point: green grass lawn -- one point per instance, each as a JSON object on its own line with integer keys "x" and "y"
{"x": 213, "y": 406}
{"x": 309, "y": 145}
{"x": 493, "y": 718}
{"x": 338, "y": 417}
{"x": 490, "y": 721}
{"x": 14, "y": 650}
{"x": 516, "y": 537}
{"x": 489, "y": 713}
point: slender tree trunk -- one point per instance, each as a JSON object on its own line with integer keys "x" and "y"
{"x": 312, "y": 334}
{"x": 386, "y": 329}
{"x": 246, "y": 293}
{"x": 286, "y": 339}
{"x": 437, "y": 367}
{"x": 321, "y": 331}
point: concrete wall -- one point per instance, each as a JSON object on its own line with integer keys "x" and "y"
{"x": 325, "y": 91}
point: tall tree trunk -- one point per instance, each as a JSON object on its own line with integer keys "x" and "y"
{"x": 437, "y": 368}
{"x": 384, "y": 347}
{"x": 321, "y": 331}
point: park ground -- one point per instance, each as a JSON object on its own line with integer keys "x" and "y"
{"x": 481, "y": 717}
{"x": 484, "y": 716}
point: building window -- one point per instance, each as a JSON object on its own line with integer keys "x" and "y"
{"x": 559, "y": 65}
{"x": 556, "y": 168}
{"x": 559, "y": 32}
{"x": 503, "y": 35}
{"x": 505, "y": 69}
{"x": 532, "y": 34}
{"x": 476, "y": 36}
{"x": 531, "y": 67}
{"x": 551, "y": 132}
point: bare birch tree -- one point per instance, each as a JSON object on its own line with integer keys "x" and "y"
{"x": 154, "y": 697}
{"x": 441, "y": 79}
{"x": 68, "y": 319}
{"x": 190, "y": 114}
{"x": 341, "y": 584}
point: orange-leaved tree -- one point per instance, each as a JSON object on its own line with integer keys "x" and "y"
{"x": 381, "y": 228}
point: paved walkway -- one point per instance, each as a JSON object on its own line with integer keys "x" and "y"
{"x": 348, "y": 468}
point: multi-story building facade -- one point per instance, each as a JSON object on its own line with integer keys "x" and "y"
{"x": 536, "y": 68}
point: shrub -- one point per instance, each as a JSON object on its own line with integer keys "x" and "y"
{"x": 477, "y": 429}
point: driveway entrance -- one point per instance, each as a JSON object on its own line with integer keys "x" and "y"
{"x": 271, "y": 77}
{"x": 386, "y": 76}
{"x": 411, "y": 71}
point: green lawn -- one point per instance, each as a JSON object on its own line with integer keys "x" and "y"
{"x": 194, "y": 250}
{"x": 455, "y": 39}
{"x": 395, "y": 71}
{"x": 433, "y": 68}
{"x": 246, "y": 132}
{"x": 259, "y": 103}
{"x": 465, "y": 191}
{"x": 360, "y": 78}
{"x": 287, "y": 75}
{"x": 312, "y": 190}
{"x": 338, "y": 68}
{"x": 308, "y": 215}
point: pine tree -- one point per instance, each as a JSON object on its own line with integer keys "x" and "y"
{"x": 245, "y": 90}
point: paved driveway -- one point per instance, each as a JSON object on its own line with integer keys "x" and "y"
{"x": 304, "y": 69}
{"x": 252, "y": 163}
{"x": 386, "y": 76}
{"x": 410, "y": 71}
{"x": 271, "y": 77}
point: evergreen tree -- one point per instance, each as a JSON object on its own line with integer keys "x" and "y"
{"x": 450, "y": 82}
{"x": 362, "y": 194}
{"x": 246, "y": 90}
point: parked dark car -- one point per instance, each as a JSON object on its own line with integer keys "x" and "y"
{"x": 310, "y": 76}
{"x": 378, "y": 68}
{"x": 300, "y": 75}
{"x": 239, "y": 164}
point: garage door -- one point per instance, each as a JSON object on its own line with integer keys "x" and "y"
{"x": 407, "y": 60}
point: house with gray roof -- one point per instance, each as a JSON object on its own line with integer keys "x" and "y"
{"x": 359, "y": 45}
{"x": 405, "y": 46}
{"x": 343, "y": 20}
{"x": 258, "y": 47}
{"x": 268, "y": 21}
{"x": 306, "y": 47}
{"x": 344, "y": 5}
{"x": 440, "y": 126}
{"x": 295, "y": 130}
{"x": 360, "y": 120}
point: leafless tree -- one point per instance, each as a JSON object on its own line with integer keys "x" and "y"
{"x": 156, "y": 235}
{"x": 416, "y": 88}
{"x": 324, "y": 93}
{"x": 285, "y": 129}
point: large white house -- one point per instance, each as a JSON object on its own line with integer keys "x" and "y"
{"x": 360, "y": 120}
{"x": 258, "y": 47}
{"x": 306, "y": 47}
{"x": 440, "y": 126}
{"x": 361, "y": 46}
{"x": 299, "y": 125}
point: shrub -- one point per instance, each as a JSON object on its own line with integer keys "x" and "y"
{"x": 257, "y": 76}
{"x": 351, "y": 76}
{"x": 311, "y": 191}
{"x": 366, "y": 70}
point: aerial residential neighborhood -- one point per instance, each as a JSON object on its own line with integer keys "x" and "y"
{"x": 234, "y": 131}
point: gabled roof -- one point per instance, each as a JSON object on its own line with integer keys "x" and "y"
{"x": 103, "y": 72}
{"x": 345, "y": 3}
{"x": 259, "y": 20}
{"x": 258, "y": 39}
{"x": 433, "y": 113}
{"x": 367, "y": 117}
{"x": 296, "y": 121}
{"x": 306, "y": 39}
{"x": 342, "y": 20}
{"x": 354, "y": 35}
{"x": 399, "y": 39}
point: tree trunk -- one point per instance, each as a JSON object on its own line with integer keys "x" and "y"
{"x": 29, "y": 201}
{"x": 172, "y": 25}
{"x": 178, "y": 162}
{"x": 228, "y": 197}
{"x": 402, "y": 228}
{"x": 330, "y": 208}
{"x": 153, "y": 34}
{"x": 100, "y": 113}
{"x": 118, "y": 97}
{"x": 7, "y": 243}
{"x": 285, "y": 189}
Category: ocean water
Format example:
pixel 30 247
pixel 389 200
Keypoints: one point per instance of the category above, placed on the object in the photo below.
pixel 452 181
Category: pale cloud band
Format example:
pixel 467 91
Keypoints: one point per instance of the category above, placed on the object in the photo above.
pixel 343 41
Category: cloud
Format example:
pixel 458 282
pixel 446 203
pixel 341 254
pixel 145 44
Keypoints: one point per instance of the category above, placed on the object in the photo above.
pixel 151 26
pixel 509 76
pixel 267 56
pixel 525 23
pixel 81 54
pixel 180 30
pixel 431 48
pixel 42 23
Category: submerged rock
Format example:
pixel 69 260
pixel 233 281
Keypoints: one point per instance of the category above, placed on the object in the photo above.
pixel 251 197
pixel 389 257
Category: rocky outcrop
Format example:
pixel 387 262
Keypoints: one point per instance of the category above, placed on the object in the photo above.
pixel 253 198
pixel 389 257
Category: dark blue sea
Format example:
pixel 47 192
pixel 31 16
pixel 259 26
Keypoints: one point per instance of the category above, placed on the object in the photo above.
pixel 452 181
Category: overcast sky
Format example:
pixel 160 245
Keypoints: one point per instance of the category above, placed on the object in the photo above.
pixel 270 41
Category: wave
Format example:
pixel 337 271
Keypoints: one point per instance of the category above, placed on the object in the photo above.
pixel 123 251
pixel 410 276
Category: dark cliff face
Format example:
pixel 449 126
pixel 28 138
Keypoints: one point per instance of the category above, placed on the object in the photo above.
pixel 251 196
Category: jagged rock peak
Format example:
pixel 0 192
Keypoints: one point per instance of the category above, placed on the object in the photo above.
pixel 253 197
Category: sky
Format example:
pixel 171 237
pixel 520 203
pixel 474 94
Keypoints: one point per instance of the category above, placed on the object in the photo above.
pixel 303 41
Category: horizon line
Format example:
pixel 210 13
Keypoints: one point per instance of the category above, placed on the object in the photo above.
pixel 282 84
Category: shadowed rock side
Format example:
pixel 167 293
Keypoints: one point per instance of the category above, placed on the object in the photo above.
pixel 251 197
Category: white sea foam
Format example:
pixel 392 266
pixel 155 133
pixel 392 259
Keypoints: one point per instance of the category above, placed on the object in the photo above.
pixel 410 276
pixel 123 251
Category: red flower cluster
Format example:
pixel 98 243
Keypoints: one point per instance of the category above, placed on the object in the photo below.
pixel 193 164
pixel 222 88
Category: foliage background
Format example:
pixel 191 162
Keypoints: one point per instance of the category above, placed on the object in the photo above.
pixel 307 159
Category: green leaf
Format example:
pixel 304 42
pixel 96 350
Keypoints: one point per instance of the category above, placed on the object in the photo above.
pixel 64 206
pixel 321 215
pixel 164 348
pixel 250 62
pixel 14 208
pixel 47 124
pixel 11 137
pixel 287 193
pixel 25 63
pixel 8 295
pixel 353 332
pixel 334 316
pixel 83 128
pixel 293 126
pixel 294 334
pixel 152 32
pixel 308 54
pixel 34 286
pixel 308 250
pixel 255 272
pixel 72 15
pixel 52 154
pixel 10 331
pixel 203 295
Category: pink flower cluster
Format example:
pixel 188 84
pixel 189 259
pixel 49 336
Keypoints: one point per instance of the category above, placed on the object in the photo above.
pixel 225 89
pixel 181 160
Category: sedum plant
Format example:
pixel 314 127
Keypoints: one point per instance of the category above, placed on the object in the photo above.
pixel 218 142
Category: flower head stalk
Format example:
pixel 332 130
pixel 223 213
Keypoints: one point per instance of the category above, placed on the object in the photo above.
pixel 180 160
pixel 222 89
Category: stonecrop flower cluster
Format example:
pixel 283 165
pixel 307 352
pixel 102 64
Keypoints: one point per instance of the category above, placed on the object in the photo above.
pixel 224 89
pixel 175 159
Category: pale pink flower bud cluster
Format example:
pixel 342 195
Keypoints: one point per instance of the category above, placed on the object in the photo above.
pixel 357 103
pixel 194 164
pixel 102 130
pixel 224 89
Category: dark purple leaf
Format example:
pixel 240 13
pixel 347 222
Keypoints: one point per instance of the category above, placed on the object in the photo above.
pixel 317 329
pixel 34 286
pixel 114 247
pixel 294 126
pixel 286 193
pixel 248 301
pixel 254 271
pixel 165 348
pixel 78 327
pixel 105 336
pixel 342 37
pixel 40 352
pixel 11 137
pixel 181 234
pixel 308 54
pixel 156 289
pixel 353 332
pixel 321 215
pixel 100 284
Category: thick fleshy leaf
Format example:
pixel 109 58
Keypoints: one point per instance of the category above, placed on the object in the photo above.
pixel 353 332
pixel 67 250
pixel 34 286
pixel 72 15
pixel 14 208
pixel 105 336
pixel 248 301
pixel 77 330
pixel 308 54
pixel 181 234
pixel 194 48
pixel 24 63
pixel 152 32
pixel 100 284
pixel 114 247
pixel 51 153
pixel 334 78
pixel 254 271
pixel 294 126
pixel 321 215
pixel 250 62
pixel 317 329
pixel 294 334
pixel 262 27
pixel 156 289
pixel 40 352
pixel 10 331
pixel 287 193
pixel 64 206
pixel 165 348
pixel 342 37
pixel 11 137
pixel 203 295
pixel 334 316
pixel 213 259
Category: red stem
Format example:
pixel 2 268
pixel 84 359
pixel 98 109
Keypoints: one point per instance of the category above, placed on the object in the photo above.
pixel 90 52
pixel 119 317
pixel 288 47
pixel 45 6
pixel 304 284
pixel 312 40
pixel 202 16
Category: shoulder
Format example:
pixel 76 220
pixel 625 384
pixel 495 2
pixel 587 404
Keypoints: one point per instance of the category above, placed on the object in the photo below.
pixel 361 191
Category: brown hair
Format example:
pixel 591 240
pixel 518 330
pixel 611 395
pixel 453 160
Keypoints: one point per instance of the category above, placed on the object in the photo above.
================================
Both the line containing "pixel 314 127" and the line containing "pixel 342 195" belong in the answer. Print them and every line above that falls between them exactly, and no others.

Task result
pixel 314 127
Keypoints: one point per instance of the category above, placed on the object in the photo above.
pixel 218 142
Category: flower head stalk
Format example:
pixel 332 130
pixel 223 213
Keypoints: one point per instance of the category above, placed on the object in the photo above.
pixel 180 160
pixel 222 89
Category: stonecrop flower cluster
Format example:
pixel 283 165
pixel 307 352
pixel 102 64
Keypoints: one point per instance of the category above, placed on the object in the photo above.
pixel 224 89
pixel 175 159
Category: pale pink flower bud cluster
Format example:
pixel 342 195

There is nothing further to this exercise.